Excerpts from point annotation data:
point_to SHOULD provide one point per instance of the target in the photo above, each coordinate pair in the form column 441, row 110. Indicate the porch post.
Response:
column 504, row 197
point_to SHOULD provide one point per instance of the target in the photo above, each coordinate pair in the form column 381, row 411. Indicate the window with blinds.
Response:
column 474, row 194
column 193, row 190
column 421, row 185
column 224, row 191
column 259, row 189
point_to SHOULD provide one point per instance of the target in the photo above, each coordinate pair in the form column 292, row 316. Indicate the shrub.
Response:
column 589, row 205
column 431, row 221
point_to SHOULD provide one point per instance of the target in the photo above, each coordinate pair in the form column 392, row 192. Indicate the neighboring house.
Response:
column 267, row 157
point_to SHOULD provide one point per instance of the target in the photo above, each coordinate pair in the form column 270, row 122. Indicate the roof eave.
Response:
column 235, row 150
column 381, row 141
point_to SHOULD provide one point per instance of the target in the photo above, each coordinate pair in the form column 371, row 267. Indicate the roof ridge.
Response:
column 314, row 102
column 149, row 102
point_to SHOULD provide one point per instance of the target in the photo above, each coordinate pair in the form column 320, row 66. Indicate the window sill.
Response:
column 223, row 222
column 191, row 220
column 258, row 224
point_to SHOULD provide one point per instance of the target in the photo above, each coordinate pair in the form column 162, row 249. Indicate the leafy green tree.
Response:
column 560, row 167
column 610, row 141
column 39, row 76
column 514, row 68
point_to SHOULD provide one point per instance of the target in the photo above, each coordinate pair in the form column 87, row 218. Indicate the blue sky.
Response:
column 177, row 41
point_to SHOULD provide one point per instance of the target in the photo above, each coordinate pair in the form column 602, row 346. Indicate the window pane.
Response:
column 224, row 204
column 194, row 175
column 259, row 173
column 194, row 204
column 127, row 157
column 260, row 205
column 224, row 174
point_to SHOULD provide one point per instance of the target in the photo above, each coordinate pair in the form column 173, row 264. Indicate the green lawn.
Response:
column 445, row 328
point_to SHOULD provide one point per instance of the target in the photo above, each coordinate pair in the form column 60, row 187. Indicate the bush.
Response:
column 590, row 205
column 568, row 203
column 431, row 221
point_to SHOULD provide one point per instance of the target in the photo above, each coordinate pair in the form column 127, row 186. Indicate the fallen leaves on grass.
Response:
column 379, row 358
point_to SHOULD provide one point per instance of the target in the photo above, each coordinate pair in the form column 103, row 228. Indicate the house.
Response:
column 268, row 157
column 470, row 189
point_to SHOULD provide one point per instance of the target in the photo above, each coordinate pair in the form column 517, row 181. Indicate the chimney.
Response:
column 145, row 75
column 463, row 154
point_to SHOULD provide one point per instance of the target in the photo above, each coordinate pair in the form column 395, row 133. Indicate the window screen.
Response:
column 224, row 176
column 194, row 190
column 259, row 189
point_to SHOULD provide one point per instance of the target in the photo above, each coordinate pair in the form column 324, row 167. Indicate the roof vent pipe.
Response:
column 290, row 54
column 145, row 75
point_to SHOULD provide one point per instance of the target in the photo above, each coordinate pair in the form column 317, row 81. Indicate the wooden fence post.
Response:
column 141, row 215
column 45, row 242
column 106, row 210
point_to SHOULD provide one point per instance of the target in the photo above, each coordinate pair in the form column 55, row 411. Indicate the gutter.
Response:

WHAT THE EXERCISE ASKS =
Reproduce the material word for word, from its first line through the line that contains "column 504, row 197".

FINISHED EXERCISE =
point_to SHOULD provide one point per instance of the target in the photo above, each coordinate pair in the form column 441, row 110. Indicate the porch post.
Response:
column 504, row 197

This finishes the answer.